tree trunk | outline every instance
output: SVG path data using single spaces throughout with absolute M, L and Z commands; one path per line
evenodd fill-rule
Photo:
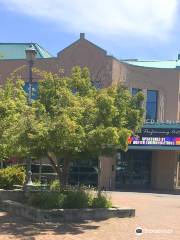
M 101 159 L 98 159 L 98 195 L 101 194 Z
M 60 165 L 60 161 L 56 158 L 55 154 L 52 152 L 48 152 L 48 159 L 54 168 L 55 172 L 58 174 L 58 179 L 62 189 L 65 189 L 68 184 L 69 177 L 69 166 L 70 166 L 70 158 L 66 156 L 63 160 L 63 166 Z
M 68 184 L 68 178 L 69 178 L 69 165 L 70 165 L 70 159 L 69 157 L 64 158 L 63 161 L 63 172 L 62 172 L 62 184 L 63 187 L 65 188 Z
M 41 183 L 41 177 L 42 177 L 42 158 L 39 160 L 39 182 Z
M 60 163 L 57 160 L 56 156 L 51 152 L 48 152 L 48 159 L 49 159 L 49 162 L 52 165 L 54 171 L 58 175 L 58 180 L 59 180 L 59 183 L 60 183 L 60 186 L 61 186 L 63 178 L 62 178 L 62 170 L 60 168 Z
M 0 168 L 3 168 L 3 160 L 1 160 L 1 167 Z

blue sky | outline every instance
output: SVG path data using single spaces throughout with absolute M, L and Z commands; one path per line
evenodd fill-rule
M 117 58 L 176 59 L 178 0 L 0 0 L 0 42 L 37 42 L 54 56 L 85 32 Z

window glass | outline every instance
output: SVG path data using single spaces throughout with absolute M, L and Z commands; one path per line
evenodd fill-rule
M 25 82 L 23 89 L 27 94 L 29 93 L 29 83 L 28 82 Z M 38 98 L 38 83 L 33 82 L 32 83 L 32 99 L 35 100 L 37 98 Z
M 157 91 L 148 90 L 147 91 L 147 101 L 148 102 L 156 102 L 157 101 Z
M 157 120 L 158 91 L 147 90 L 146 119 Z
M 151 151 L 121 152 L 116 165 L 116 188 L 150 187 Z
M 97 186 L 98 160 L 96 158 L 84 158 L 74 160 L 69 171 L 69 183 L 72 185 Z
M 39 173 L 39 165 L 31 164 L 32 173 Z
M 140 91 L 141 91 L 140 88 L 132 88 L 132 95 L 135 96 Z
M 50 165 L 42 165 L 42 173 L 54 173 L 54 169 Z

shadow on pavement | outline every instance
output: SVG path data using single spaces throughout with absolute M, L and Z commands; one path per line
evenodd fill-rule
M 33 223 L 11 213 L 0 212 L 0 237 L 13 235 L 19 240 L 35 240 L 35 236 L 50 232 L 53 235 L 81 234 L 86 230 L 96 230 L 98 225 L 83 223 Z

========

# [Required action]
Retype every entry above exactly and, please, skip the pictures.

# [Completed exercise]
tree trunk | outline every instance
output: SVG path data using single spaces throughout with absolute M, L and Z commands; one path per line
evenodd fill-rule
Photo:
M 101 159 L 98 159 L 98 195 L 101 194 Z
M 60 165 L 60 161 L 56 158 L 55 154 L 52 152 L 48 152 L 48 159 L 54 168 L 55 172 L 58 174 L 58 179 L 62 189 L 65 189 L 68 184 L 69 177 L 69 166 L 70 166 L 70 158 L 66 156 L 63 160 L 63 166 Z
M 68 184 L 68 178 L 69 178 L 69 165 L 70 165 L 70 159 L 69 157 L 64 158 L 63 161 L 63 172 L 62 172 L 62 184 L 63 187 L 65 188 Z
M 41 183 L 41 177 L 42 177 L 42 158 L 39 160 L 39 182 Z
M 60 163 L 57 160 L 56 156 L 51 152 L 48 152 L 48 159 L 49 159 L 49 162 L 52 165 L 54 171 L 58 175 L 58 180 L 59 180 L 59 183 L 60 183 L 60 186 L 61 186 L 63 178 L 62 178 L 62 170 L 60 168 Z
M 0 168 L 3 168 L 3 160 L 1 160 L 1 167 Z

blue sky | outline every instance
output: SVG path data using single spaces throughout with absolute M, L and Z commands; one path per line
evenodd fill-rule
M 117 58 L 176 59 L 178 0 L 0 0 L 0 42 L 37 42 L 54 56 L 85 32 Z

window glass | outline every instance
output: SVG path data using single spaces throughout with absolute M, L and Z commands; one path per line
evenodd fill-rule
M 25 82 L 23 89 L 27 94 L 29 93 L 29 83 L 28 82 Z M 38 98 L 38 83 L 33 82 L 32 83 L 32 99 L 35 100 L 37 98 Z
M 157 91 L 148 90 L 147 91 L 147 101 L 148 102 L 156 102 L 157 101 Z
M 157 120 L 158 91 L 147 90 L 146 119 Z
M 151 151 L 121 152 L 116 165 L 116 188 L 150 187 Z
M 97 186 L 98 160 L 96 158 L 84 158 L 74 160 L 69 171 L 69 183 L 72 185 Z
M 39 173 L 39 165 L 31 164 L 32 173 Z
M 140 91 L 141 91 L 140 88 L 132 88 L 132 95 L 135 96 Z
M 50 165 L 42 165 L 42 173 L 54 173 L 54 169 Z

shadow on pavement | outline every instance
output: SVG path data using single spaces throughout with absolute M, L and Z commands; one path per line
evenodd fill-rule
M 33 223 L 11 213 L 0 212 L 0 237 L 13 235 L 19 240 L 35 240 L 35 236 L 50 232 L 53 235 L 81 234 L 86 230 L 96 230 L 98 225 L 83 223 Z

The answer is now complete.